(Material for this task)
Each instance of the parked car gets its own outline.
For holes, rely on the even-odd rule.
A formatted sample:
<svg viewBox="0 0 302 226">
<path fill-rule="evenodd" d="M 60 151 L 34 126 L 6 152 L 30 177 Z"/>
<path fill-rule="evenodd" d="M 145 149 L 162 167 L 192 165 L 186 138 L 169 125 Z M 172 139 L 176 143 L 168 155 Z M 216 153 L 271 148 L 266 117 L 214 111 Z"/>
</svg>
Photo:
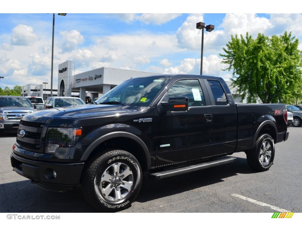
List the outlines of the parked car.
<svg viewBox="0 0 302 226">
<path fill-rule="evenodd" d="M 302 105 L 294 105 L 294 106 L 298 108 L 300 111 L 302 111 Z"/>
<path fill-rule="evenodd" d="M 81 187 L 92 206 L 117 211 L 130 206 L 146 176 L 193 173 L 233 162 L 227 155 L 239 152 L 254 170 L 268 170 L 275 144 L 289 136 L 285 104 L 236 104 L 214 76 L 133 78 L 96 103 L 25 116 L 11 155 L 15 172 L 47 190 Z"/>
<path fill-rule="evenodd" d="M 26 97 L 0 96 L 0 131 L 16 132 L 23 116 L 36 110 Z"/>
<path fill-rule="evenodd" d="M 43 107 L 44 105 L 44 101 L 43 98 L 40 96 L 26 96 L 28 98 L 34 106 L 35 105 L 37 110 L 39 110 L 40 108 Z"/>
<path fill-rule="evenodd" d="M 78 97 L 71 96 L 52 96 L 46 99 L 44 106 L 41 110 L 54 108 L 70 107 L 86 104 L 83 100 Z"/>
<path fill-rule="evenodd" d="M 287 112 L 287 126 L 289 126 L 291 124 L 293 123 L 294 118 L 293 117 L 293 113 L 289 111 Z"/>
<path fill-rule="evenodd" d="M 294 105 L 287 105 L 288 111 L 293 113 L 293 125 L 295 127 L 299 127 L 302 124 L 302 111 L 300 111 L 298 108 Z"/>
</svg>

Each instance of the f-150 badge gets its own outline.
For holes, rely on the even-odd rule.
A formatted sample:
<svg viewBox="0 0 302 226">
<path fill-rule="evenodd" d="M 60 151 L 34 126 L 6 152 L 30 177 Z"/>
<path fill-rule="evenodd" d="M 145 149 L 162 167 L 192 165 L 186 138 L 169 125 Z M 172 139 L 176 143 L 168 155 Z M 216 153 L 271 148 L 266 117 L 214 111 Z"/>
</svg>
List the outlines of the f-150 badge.
<svg viewBox="0 0 302 226">
<path fill-rule="evenodd" d="M 149 122 L 152 121 L 152 118 L 140 118 L 139 119 L 135 119 L 133 120 L 134 122 Z"/>
</svg>

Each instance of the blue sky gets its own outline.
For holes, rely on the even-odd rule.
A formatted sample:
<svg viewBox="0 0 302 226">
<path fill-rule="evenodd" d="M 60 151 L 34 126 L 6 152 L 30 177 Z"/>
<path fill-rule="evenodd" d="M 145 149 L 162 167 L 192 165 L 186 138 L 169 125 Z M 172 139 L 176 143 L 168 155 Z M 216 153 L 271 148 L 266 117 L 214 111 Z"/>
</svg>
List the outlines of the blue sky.
<svg viewBox="0 0 302 226">
<path fill-rule="evenodd" d="M 223 8 L 219 1 L 211 1 L 217 6 L 217 12 L 224 10 L 232 13 L 212 13 L 206 10 L 203 12 L 205 10 L 198 9 L 195 1 L 189 0 L 186 2 L 191 3 L 191 8 L 179 5 L 170 8 L 166 3 L 157 8 L 153 5 L 148 8 L 148 13 L 144 11 L 146 8 L 142 1 L 127 2 L 128 4 L 135 2 L 141 7 L 133 9 L 129 5 L 123 8 L 125 1 L 115 1 L 103 6 L 104 9 L 101 4 L 95 6 L 90 1 L 85 1 L 88 4 L 82 8 L 75 8 L 54 1 L 59 7 L 56 8 L 55 4 L 47 9 L 33 9 L 29 8 L 32 5 L 18 2 L 5 3 L 2 8 L 12 9 L 11 11 L 0 9 L 0 76 L 5 77 L 0 82 L 2 89 L 43 82 L 50 86 L 53 14 L 46 10 L 69 9 L 61 12 L 67 12 L 65 16 L 55 14 L 55 86 L 58 64 L 67 60 L 72 61 L 75 69 L 73 74 L 105 67 L 159 73 L 199 74 L 201 32 L 196 28 L 199 22 L 215 26 L 211 32 L 204 31 L 203 74 L 226 80 L 231 77 L 231 72 L 222 70 L 227 65 L 221 63 L 219 54 L 223 53 L 222 48 L 231 35 L 248 32 L 255 38 L 259 33 L 270 36 L 280 35 L 286 30 L 292 32 L 300 42 L 302 40 L 302 14 L 288 13 L 298 10 L 287 8 L 287 5 L 282 9 L 286 13 L 275 13 L 265 4 L 259 11 L 269 9 L 267 11 L 271 13 L 253 13 L 259 9 L 255 7 L 244 8 L 249 13 L 243 14 L 240 8 L 234 10 L 233 5 Z M 114 8 L 114 4 L 120 2 L 119 7 Z M 18 6 L 17 8 L 14 8 L 14 5 Z M 192 13 L 178 12 L 182 11 Z M 129 12 L 133 11 L 140 13 Z M 301 44 L 299 48 L 302 50 Z"/>
</svg>

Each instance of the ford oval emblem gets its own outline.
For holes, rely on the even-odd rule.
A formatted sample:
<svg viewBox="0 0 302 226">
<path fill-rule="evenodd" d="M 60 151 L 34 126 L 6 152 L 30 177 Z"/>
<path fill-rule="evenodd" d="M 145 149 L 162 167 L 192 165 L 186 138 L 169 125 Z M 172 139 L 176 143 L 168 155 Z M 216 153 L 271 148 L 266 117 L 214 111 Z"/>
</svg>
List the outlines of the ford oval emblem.
<svg viewBox="0 0 302 226">
<path fill-rule="evenodd" d="M 19 135 L 21 137 L 23 137 L 25 136 L 25 130 L 21 130 L 19 131 Z"/>
</svg>

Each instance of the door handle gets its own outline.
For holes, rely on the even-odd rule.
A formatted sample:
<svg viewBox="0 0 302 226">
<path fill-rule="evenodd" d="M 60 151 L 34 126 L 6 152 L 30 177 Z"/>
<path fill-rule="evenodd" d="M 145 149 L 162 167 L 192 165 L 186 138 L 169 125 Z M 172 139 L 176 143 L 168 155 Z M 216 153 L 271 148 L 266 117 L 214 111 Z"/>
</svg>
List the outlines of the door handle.
<svg viewBox="0 0 302 226">
<path fill-rule="evenodd" d="M 210 114 L 204 115 L 204 121 L 206 122 L 211 122 L 213 120 L 213 116 Z"/>
</svg>

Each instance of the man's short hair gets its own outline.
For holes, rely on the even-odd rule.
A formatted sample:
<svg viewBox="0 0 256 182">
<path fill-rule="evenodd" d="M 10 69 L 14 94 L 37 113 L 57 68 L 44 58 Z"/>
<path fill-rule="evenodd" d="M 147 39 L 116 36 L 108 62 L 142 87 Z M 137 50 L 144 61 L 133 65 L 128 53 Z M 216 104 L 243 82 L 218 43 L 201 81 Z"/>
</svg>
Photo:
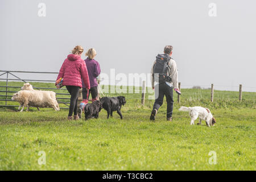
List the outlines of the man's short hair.
<svg viewBox="0 0 256 182">
<path fill-rule="evenodd" d="M 172 46 L 166 46 L 164 47 L 164 53 L 167 53 L 167 55 L 170 55 L 171 52 L 172 51 L 173 47 Z"/>
</svg>

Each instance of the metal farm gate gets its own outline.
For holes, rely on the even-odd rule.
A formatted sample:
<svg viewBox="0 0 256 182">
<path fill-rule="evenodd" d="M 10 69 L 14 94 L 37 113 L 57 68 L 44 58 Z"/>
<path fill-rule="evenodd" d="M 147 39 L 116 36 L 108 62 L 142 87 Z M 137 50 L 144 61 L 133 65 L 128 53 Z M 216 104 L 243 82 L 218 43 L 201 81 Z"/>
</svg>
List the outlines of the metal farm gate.
<svg viewBox="0 0 256 182">
<path fill-rule="evenodd" d="M 1 80 L 5 80 L 6 84 L 5 86 L 0 85 L 0 101 L 5 101 L 5 104 L 0 104 L 0 106 L 2 107 L 18 107 L 18 105 L 7 105 L 8 102 L 15 102 L 11 100 L 11 98 L 13 97 L 12 95 L 9 95 L 8 93 L 16 93 L 18 91 L 20 90 L 20 86 L 11 86 L 8 85 L 9 81 L 22 81 L 23 82 L 27 82 L 28 81 L 32 81 L 32 82 L 55 82 L 55 80 L 31 80 L 31 79 L 22 79 L 16 76 L 14 74 L 14 73 L 43 73 L 43 74 L 59 74 L 58 72 L 24 72 L 24 71 L 1 71 L 0 70 L 0 77 L 2 77 L 6 76 L 6 78 L 1 78 L 0 81 Z M 15 78 L 9 78 L 9 76 L 11 75 L 14 77 Z M 34 89 L 37 90 L 52 90 L 54 91 L 54 90 L 57 90 L 56 88 L 43 88 L 43 87 L 34 87 Z M 10 91 L 9 90 L 10 88 L 16 89 L 16 91 Z M 58 90 L 67 90 L 65 88 L 61 88 L 60 89 L 58 89 Z M 63 104 L 64 105 L 67 106 L 67 107 L 60 107 L 60 109 L 69 109 L 69 104 L 70 103 L 70 98 L 64 98 L 61 97 L 61 96 L 64 95 L 68 95 L 69 93 L 56 93 L 56 98 L 59 104 Z M 65 101 L 60 101 L 60 100 Z"/>
</svg>

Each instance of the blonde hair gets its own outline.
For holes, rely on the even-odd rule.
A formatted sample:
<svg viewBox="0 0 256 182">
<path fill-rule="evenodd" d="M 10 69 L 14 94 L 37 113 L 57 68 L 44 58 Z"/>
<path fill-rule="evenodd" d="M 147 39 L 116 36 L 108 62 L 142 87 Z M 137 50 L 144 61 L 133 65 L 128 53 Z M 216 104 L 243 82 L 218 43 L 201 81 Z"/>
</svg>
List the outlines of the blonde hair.
<svg viewBox="0 0 256 182">
<path fill-rule="evenodd" d="M 72 53 L 74 55 L 79 55 L 84 52 L 84 48 L 81 46 L 76 46 L 72 50 Z"/>
<path fill-rule="evenodd" d="M 96 56 L 96 51 L 94 48 L 91 48 L 85 53 L 85 56 L 88 56 L 89 59 L 93 59 Z"/>
</svg>

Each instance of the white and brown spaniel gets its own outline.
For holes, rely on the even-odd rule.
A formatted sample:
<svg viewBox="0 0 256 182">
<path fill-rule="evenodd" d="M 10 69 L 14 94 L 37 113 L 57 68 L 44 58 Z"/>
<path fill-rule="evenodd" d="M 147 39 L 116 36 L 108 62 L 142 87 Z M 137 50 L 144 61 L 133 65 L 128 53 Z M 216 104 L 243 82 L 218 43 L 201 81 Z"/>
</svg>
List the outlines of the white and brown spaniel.
<svg viewBox="0 0 256 182">
<path fill-rule="evenodd" d="M 188 111 L 189 113 L 189 116 L 191 118 L 191 122 L 190 125 L 195 125 L 195 121 L 199 117 L 199 122 L 197 125 L 201 125 L 202 120 L 205 120 L 207 125 L 209 127 L 210 126 L 214 126 L 214 123 L 216 123 L 215 118 L 212 116 L 209 109 L 196 106 L 193 107 L 187 107 L 181 106 L 179 110 L 182 111 Z"/>
</svg>

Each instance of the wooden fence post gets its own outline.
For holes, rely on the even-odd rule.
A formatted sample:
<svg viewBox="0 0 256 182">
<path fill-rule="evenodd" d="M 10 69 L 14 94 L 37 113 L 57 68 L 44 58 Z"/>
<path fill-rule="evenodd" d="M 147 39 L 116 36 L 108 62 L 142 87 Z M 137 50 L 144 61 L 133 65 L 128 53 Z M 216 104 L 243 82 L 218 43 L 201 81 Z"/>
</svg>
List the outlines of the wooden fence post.
<svg viewBox="0 0 256 182">
<path fill-rule="evenodd" d="M 77 107 L 79 108 L 81 102 L 82 101 L 82 89 L 79 89 L 79 97 L 77 99 Z"/>
<path fill-rule="evenodd" d="M 239 85 L 239 100 L 242 101 L 242 84 Z"/>
<path fill-rule="evenodd" d="M 180 90 L 180 92 L 181 92 L 180 91 L 180 82 L 179 82 L 179 90 Z M 178 103 L 180 103 L 180 94 L 177 94 L 178 96 L 177 96 L 177 102 L 178 102 Z"/>
<path fill-rule="evenodd" d="M 212 88 L 210 89 L 210 101 L 213 102 L 213 84 L 212 84 Z"/>
<path fill-rule="evenodd" d="M 142 90 L 141 94 L 141 104 L 142 105 L 145 104 L 145 93 L 146 93 L 146 81 L 142 82 Z"/>
</svg>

(Your objective)
Please reproduce the records verbatim, from the line containing "Each instance of the white" through the final line of the records, both ends included.

(Output for this task)
Each instance of the white and brown spaniel gets its own outline.
For holes, rely on the even-odd rule.
A formatted sample:
<svg viewBox="0 0 256 182">
<path fill-rule="evenodd" d="M 10 69 L 14 94 L 37 113 L 57 68 L 44 58 Z"/>
<path fill-rule="evenodd" d="M 147 39 L 116 36 L 108 62 L 142 87 Z M 137 50 L 144 61 L 133 65 L 128 53 Z M 216 104 L 243 82 L 218 43 L 201 81 Z"/>
</svg>
List the outlines of the white and brown spaniel.
<svg viewBox="0 0 256 182">
<path fill-rule="evenodd" d="M 188 111 L 189 113 L 189 116 L 191 118 L 191 122 L 190 125 L 195 125 L 195 121 L 199 117 L 199 122 L 197 125 L 201 125 L 202 120 L 205 120 L 207 125 L 209 127 L 210 126 L 214 126 L 214 123 L 216 123 L 215 118 L 212 116 L 209 109 L 196 106 L 193 107 L 187 107 L 181 106 L 179 110 L 182 111 Z"/>
</svg>

Each instance of the wooden fence post gets its own outline.
For holes, rely on the even-odd rule.
A formatted sample:
<svg viewBox="0 0 256 182">
<path fill-rule="evenodd" d="M 10 69 L 14 94 L 37 113 L 57 68 L 44 58 Z"/>
<path fill-rule="evenodd" d="M 147 39 L 116 36 L 108 62 L 142 87 Z M 137 50 L 144 61 L 133 65 L 128 53 Z M 216 104 L 243 82 L 218 43 L 201 81 Z"/>
</svg>
List the outlines of the wooden fence post.
<svg viewBox="0 0 256 182">
<path fill-rule="evenodd" d="M 77 107 L 79 108 L 81 102 L 82 101 L 82 89 L 79 89 L 79 97 L 77 99 Z"/>
<path fill-rule="evenodd" d="M 239 85 L 239 100 L 242 101 L 242 84 Z"/>
<path fill-rule="evenodd" d="M 180 90 L 180 92 L 181 92 L 180 91 L 180 82 L 179 82 L 179 90 Z M 178 103 L 180 103 L 180 94 L 177 94 L 178 96 L 177 96 L 177 102 L 178 102 Z"/>
<path fill-rule="evenodd" d="M 212 88 L 210 89 L 210 101 L 213 102 L 213 84 L 212 84 Z"/>
<path fill-rule="evenodd" d="M 142 90 L 141 94 L 141 104 L 142 105 L 145 104 L 145 93 L 146 93 L 146 81 L 142 82 Z"/>
</svg>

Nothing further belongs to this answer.